
 


 

[11] Detto altrimenti, si tratta di una passeggiata di un’ora che in primavera o in autunno può avere i tratti bucolici gioiosamente descritti dall’autore, ma che con pioggia, neve e veneto può diventare un calvario. In questo tempo l’orario scolastico va dalle 8.30 alle 12.30, dal lunedì al sabato compreso.

[12] Giovanni Astengo, nella sua più volte citata relazione al Piano Regolatore Generale di Assisi, rileva come nel 1956 le rese per ettaro delle terre coltivate a frumento (coltura assai diffusa all’epoca) nella zona di Costa di Trex siano tra le più basse di tutto il territorio assisano, come d’altro canto quelle di tutte le terre coltivate sul versante settentrionale del Subasio. Lo stesso Astengo rileva come la scelta dell’Azienda Demaniale di valorizzare economicamente i pascoli del Subasio dandoli in concessione a privati non assisani abbia fortemente penalizzato gli allevatori locali di Costa di Trex (ma anche di Armenzano e Nottiano), impediti a dar corso alla tradizionale transumanza delle greggi.

[13] L’immobile citato corrisponde oggi all’attuale sede del Parco Regionale del Monte Subasio.

[14] Per quanto possa stupire oggi, il primo riferimento utile, e cioè il censimento del 1956, registra una demografia straordinariamente positiva vivace per Costa di Trex, che rispetto al censimento di 45 anni prima (quello del 1911) vede la propria popolazione incrementarsi del 50% circa, passando da 385 a 579 unità. Lo stesso fenomeno (pari a quello del popolamento della pianura, in termini percentuali) si riscontra a Porziano, mentre le altre frazioni montane risultano tutte con una demografia stagnante o in calo.

•••

* **Attività da svolgere**:
A. Rispondi alle seguenti domande sulle note relative a Costa di Trex.
(i) In quali giorni e in quale fascia oraria si svolgeva l'orario scolastico?
(ii) A che cosa corrisponde oggi l'immobile citato?
(iii) Secondo il censimento del 1956, da quante a quante unità passò la popolazione di Costa di Trex rispetto al 1911?
B. Ricopia dalle note su Costa di Trex il passo che comincia con "[12] Giovanni Astengo, nella" e prosegue fino a "del Monte Subasio.".

(Dati di puntamento su immagini)
•••

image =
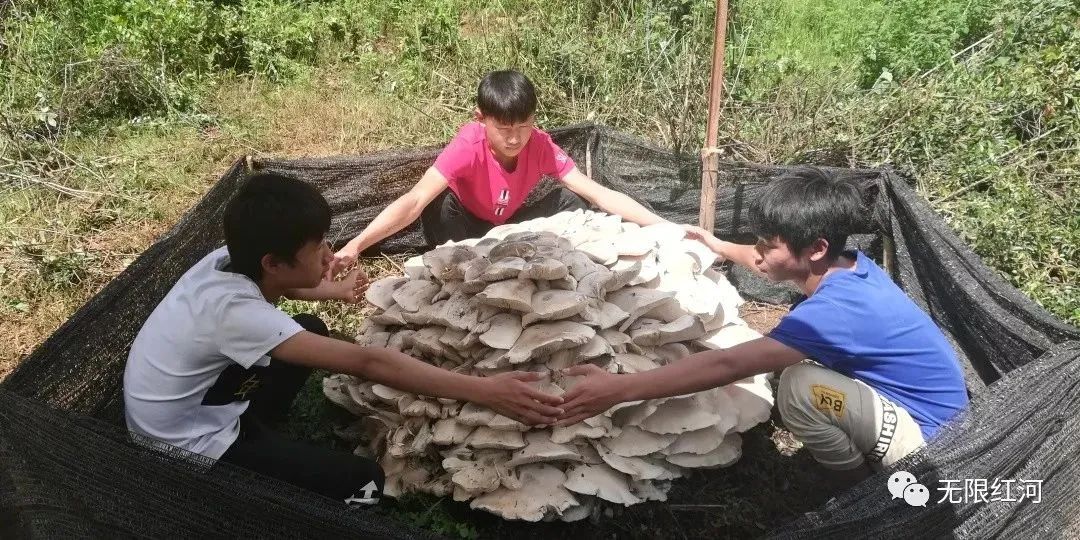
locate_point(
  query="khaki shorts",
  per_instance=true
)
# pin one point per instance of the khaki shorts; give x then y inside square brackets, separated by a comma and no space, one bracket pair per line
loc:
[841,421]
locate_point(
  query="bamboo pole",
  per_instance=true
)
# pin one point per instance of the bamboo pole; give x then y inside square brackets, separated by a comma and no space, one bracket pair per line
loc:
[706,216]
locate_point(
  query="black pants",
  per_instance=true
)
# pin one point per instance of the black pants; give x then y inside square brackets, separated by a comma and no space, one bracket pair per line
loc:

•••

* **Risposte in ordine**:
A.
(i) Dal lunedì al sabato compreso, dalle 8.30 alle 12.30.
(ii) All'attuale sede del Parco Regionale del Monte Subasio.
(iii) Da 385 a 579 unità.

B.
[12] Giovanni Astengo, nella sua più volte citata relazione al Piano Regolatore Generale di Assisi, rileva come nel 1956 le rese per ettaro delle terre coltivate a frumento (coltura assai diffusa all’epoca) nella zona di Costa di Trex siano tra le più basse di tutto il territorio assisano, come d’altro canto quelle di tutte le terre coltivate sul versante settentrionale del Subasio. Lo stesso Astengo rileva come la scelta dell’Azienda Demaniale di valorizzare economicamente i pascoli del Subasio dandoli in concessione a privati non assisani abbia fortemente penalizzato gli allevatori locali di Costa di Trex (ma anche di Armenzano e Nottiano), impediti a dar corso alla tradizionale transumanza delle greggi.

[13] L’immobile citato corrisponde oggi all’attuale sede del Parco Regionale del Monte Subasio.